All great poets lead the ordinary mind to unfamiliar regions of knowledge and thereby to fresh planes of enjoyment. That Browning has outdone all other poets in this particular should be to his honor, not to his dispraise.
In one very marked direction, however, he is not a perfect exemplar of his own theories-that is, he is not always consistently dramatic. He belongs to that order of poets described by himself in the Shelley Introduction as neither completely subjective nor completely objective, but with the two faculties at times running in upon each other. He is often absolutely objective in his expression of a mood or a feeling, but the moment the mood takes upon it the tinge of thought we begin to feel Browning himself.
The fundamental principles upon which he bases his own solution of the problems of existence are seen to crop out, colored, it is true, by the personality of the speaker, but yet traceable to their source in the mental make up of Browning himself. It may well be that Browning has come so near to the ultimate truth discoverable by man in his fundamental principles that they are actually universal truths, to be found lying deep down at the roots of all more partial expressions, just as gravitation, conservation of energy, evolution underlie every phenomena of nature, and therefore when a Pope in "The Ring and the Book," a Prince Hohenstiel-Swangau, a Bishop Blougram, a Cleon or a John in "The Death in the Desert," give utterance to their views upon life, they are bound to touch from one or another angle the basic principles of life common to all humanity as well as to the poet-the center within us all where "truth abides in fulness."

- _Supplied entries_:
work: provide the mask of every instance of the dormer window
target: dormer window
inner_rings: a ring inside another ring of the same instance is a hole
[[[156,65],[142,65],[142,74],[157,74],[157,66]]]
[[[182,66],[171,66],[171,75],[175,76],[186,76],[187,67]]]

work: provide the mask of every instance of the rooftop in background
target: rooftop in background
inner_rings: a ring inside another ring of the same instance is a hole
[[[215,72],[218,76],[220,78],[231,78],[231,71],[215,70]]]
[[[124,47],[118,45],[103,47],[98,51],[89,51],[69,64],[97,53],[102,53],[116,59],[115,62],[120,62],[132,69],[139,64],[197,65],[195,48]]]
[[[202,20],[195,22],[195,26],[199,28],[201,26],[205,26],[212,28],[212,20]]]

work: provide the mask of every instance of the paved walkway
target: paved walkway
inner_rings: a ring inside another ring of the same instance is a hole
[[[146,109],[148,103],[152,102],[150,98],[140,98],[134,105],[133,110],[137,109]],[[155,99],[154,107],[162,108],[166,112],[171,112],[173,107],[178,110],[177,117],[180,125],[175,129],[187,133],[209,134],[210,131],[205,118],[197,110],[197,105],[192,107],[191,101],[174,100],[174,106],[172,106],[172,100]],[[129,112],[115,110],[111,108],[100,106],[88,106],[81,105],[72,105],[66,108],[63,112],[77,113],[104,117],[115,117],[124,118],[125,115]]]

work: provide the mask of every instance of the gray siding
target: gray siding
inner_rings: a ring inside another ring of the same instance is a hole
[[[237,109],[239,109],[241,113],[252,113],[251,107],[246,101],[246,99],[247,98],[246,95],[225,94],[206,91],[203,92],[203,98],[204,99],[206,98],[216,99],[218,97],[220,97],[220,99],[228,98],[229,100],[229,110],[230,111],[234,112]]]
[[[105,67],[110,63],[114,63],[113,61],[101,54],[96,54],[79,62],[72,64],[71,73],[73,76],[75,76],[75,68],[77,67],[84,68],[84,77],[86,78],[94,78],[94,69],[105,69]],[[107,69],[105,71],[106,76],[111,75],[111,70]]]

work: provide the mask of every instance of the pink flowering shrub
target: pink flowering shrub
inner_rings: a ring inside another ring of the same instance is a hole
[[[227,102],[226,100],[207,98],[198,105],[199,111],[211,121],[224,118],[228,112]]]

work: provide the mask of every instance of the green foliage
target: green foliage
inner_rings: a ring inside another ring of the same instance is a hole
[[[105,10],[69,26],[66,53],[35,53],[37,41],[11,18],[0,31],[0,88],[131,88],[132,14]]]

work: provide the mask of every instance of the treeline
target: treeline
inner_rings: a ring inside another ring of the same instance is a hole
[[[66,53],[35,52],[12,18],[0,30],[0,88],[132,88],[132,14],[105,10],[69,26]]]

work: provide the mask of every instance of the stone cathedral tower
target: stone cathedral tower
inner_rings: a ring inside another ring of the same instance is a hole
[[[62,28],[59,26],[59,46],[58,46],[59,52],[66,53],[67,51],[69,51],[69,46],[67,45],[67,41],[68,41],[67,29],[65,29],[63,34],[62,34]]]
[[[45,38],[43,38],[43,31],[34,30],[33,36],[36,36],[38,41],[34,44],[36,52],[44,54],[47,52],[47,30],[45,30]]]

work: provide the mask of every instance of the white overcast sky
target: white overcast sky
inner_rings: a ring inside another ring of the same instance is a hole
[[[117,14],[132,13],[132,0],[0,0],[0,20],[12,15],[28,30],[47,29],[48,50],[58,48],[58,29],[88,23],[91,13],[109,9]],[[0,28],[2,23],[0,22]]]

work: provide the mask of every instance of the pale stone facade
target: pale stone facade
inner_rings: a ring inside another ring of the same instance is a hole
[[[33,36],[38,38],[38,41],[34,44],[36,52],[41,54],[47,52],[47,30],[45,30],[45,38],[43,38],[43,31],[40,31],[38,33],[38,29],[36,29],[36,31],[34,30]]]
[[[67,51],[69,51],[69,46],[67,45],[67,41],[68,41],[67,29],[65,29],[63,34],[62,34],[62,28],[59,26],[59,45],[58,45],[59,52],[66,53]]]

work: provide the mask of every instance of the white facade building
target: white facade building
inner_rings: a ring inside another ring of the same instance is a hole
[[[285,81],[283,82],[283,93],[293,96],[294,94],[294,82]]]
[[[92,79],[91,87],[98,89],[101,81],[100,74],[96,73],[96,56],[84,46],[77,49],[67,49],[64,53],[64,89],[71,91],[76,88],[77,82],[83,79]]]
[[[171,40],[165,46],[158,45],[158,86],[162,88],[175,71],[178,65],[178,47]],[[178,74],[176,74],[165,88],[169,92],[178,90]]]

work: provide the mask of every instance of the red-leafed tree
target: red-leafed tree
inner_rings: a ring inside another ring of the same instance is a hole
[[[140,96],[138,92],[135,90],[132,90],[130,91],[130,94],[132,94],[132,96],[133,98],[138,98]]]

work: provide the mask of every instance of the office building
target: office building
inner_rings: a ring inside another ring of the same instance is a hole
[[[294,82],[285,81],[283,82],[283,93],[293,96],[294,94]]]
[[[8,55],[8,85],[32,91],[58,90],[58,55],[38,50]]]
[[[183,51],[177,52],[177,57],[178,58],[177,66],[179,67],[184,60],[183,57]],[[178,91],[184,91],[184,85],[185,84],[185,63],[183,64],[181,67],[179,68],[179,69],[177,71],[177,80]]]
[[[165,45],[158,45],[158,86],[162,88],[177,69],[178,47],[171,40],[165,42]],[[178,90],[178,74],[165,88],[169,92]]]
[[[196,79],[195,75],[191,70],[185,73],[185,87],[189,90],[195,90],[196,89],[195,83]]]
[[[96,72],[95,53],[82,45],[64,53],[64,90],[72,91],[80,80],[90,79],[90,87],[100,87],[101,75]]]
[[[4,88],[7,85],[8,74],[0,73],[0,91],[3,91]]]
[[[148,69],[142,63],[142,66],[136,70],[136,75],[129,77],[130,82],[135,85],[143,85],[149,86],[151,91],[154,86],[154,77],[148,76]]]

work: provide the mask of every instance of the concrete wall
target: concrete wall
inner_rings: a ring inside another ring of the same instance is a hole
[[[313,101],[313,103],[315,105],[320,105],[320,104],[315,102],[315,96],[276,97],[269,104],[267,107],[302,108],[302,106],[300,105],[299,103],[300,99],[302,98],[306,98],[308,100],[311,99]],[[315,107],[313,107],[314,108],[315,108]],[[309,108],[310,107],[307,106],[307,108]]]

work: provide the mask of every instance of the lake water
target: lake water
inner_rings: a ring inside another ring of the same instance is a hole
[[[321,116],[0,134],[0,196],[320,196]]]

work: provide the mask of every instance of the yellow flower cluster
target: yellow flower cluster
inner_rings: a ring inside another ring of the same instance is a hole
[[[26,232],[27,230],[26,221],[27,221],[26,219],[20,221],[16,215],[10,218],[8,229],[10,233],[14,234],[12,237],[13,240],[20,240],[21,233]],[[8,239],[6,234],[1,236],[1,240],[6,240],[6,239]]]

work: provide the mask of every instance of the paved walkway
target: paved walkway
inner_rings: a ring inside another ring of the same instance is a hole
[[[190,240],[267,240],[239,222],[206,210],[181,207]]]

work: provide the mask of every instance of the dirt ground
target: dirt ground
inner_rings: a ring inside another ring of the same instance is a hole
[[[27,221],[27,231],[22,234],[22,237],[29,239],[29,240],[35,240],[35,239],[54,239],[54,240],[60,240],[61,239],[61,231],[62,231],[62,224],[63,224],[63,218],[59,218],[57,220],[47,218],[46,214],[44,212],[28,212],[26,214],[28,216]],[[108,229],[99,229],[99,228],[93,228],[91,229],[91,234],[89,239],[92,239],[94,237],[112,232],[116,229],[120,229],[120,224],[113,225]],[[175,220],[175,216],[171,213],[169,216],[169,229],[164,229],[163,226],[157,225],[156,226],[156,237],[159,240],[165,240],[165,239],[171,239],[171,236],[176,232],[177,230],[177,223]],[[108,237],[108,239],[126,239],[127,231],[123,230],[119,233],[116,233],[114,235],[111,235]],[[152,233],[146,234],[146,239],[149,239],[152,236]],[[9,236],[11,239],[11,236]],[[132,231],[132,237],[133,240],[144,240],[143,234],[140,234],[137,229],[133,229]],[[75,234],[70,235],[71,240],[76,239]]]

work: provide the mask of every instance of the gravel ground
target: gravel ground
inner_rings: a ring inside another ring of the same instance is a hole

- _To-do list_:
1/ From the passage on Browning, copy word for word everything from "All great poets" down to "feel Browning himself.".
2/ According to the passage on Browning, in which of his own writings does Browning describe the order of poets he belongs to?

- _Answers given_:
1/
All great poets lead the ordinary mind to unfamiliar regions of knowledge and thereby to fresh planes of enjoyment. That Browning has outdone all other poets in this particular should be to his honor, not to his dispraise.
In one very marked direction, however, he is not a perfect exemplar of his own theories-that is, he is not always consistently dramatic. He belongs to that order of poets described by himself in the Shelley Introduction as neither completely subjective nor completely objective, but with the two faculties at times running in upon each other. He is often absolutely objective in his expression of a mood or a feeling, but the moment the mood takes upon it the tinge of thought we begin to feel Browning himself.

2/ In the Shelley Introduction.